Given passage:
__________________________________________________
India's Solar Manufacturing Boom Turns into Structural Glut as Capacity Triples Domestic Demand
India's solar panel capacity is triple domestic demand, causing a glut and low plant use; exports and upgrades are needed to avoid industry strain.
New Delhi | EcoPulse24
India’s solar panel manufacturing industry is undergoing a sharp correction after an unprecedented capacity surge, turning a self-reliance boom into a structural glut. According to BloombergNEF, manufacturing capacity has grown 13-fold since 2020, reaching about 154 GW (DC) by year-end - roughly triple the annual domestic demand. This expansion was driven by pandemic-era supply chain disruptions, strained China relations, government support for local manufacturing, import tariffs, and a domestic manufacturer list.
__________________________________________________
Collected material:
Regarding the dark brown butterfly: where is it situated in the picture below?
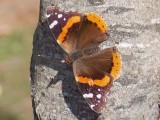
__________________________________________________
Task set:
A – According to the article on India's solar manufacturing, by what factor has manufacturing capacity grown since 2020?
B – For each statement, say yes or no depending on whether it agrees with the article on India's solar manufacturing, and quote the deciding words: (i) Capacity reached about 154 GW (DC) by year-end. (ii) Capacity is roughly double annual domestic demand. (iii) Import tariffs were one of the drivers of the expansion.
C – Transcribe the part of the article on India's solar manufacturing that starts at "India's Solar Manufacturing" and ends at "domestic manufacturer list.".

Per-task answers:
A – It has grown 13-fold.

B –
(i) Yes: "reaching about 154 GW (DC) by year-end"
(ii) No: "roughly triple the annual domestic demand"
(iii) Yes: "government support for local manufacturing, import tariffs, and a domestic manufacturer list"

C –
India's Solar Manufacturing Boom Turns into Structural Glut as Capacity Triples Domestic Demand
India's solar panel capacity is triple domestic demand, causing a glut and low plant use; exports and upgrades are needed to avoid industry strain.
New Delhi | EcoPulse24
India’s solar panel manufacturing industry is undergoing a sharp correction after an unprecedented capacity surge, turning a self-reliance boom into a structural glut. According to BloombergNEF, manufacturing capacity has grown 13-fold since 2020, reaching about 154 GW (DC) by year-end - roughly triple the annual domestic demand. This expansion was driven by pandemic-era supply chain disruptions, strained China relations, government support for local manufacturing, import tariffs, and a domestic manufacturer list.